◆ Problem to work on:
Could you write out, word for word, the stretch of the grid-filling explanation from "Assume harmlessly that" through "and column $j$."?
━━━ Source text ━━━
Let me explain the symmetry of this modified function $\Phi'$, and you can certainly adapt it to your $\Phi$. But the explanation is somewhat artificial.

Assume harmlessly that $x$ is a non-negative integer. Consider a grid of size $m \times n$. The rows and columns are indexed $0, \cdots, m - 1$ and $0, \cdots, n - 1$, respectively, and a cell is indexed $(i, j)$ if it is in row $i$ and column $j$.

Now one wants to fill in the grid with integers, one in a cell, with the following restriction: every integer is at most $m + n + x$, and the integer in the cell $(i, j)$ should be strictly larger than $i + j$.

Here is the claim:

For every $k \in \{0, \cdots, n - 1\}$, the number of different ways to fill in the column $k$ is equal to $$m!\binom{m + n - k + x}{m}.$$

This explains everything.
━━━ Dataset ━━━
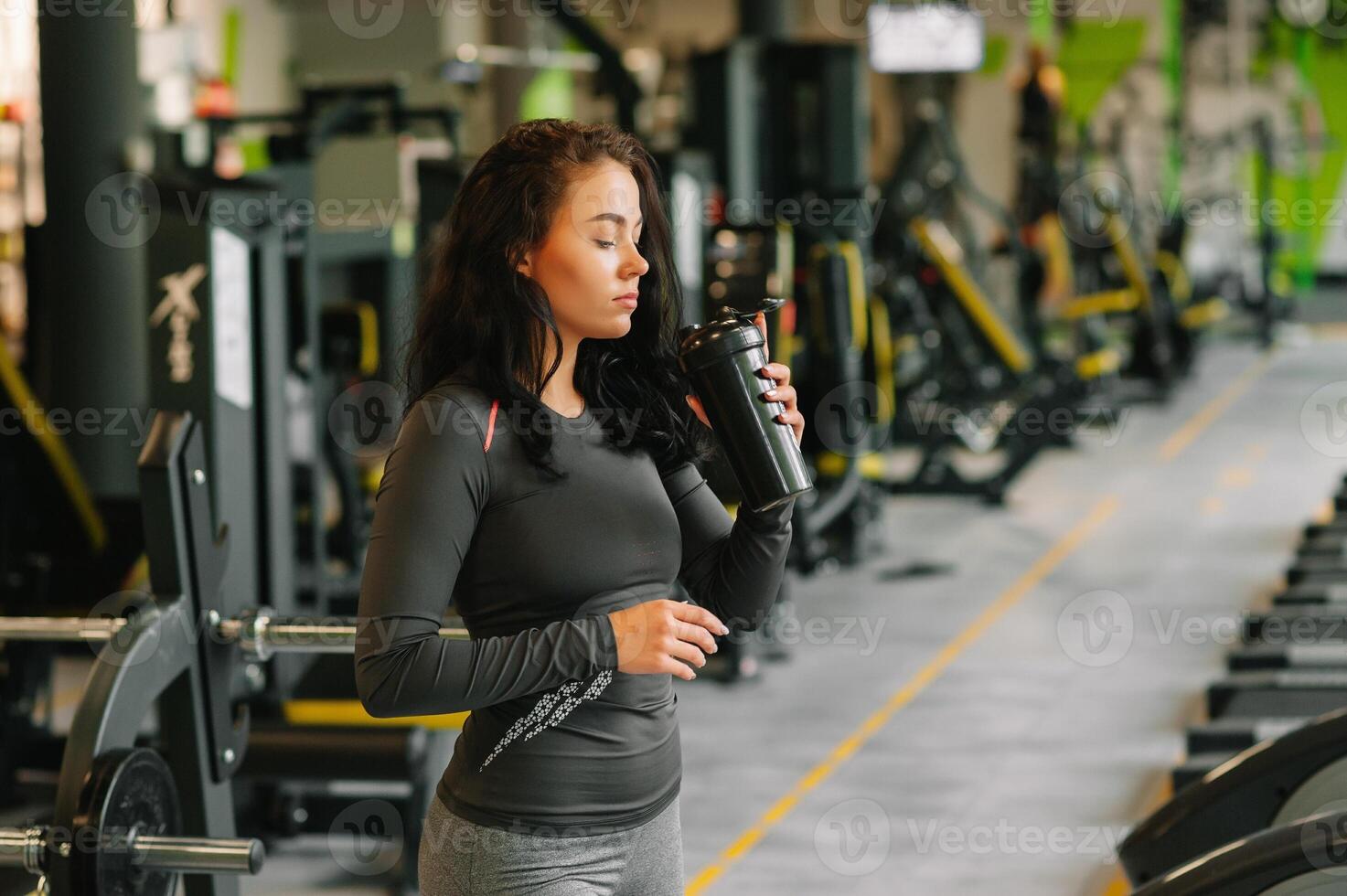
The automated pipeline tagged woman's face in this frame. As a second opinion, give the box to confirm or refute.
[518,159,650,345]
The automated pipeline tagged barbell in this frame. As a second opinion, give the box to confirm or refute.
[0,609,469,660]
[0,746,265,896]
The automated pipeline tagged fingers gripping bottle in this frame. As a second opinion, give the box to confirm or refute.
[679,299,814,511]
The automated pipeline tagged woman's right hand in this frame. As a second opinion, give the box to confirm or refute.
[607,600,730,680]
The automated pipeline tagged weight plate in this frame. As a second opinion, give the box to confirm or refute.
[71,748,182,896]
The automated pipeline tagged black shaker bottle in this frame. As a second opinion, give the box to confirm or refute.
[679,299,814,511]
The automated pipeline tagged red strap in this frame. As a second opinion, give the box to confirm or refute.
[482,399,499,454]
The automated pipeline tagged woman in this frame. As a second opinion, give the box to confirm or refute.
[356,120,804,896]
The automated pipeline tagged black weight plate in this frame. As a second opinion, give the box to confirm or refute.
[73,748,182,896]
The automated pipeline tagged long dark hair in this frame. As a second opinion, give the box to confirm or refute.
[402,119,712,478]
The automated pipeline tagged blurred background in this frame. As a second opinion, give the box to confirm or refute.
[0,0,1347,896]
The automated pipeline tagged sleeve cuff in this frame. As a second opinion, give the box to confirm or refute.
[734,497,796,531]
[587,613,618,669]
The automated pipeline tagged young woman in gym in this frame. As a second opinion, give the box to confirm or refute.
[356,120,804,896]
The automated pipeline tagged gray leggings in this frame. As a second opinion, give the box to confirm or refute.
[418,796,683,896]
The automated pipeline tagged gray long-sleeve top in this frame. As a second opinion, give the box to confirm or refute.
[356,368,795,836]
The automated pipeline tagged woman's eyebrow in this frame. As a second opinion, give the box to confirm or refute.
[586,211,646,227]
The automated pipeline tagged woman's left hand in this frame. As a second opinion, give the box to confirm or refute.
[687,311,804,444]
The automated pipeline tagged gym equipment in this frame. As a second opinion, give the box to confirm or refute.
[1133,813,1347,896]
[0,748,265,896]
[684,35,880,574]
[0,412,467,896]
[0,413,260,896]
[1118,710,1347,885]
[875,90,1083,503]
[1119,474,1347,893]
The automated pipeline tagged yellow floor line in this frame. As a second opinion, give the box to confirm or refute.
[1160,355,1273,464]
[1103,774,1174,896]
[684,496,1121,896]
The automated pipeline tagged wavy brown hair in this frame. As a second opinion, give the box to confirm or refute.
[402,119,712,478]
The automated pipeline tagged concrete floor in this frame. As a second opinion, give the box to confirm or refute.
[10,317,1347,896]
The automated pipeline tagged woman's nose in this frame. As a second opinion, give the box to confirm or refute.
[626,247,650,276]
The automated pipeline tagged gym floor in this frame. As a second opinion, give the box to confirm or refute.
[13,304,1347,896]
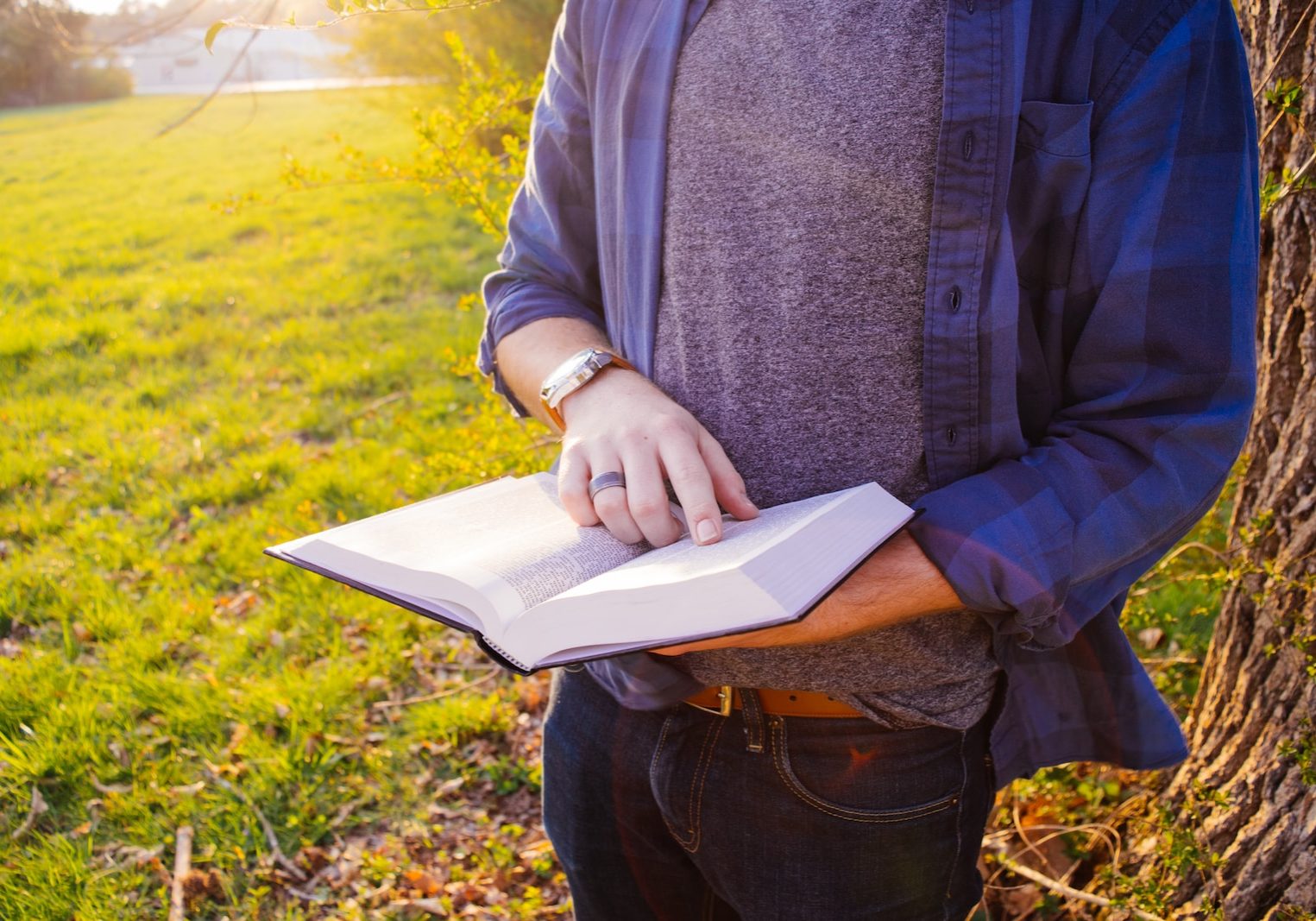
━━━
◆ Solution to this task:
Assume harmlessly that $x$ is a non-negative integer. Consider a grid of size $m \times n$. The rows and columns are indexed $0, \cdots, m - 1$ and $0, \cdots, n - 1$, respectively, and a cell is indexed $(i, j)$ if it is in row $i$ and column $j$.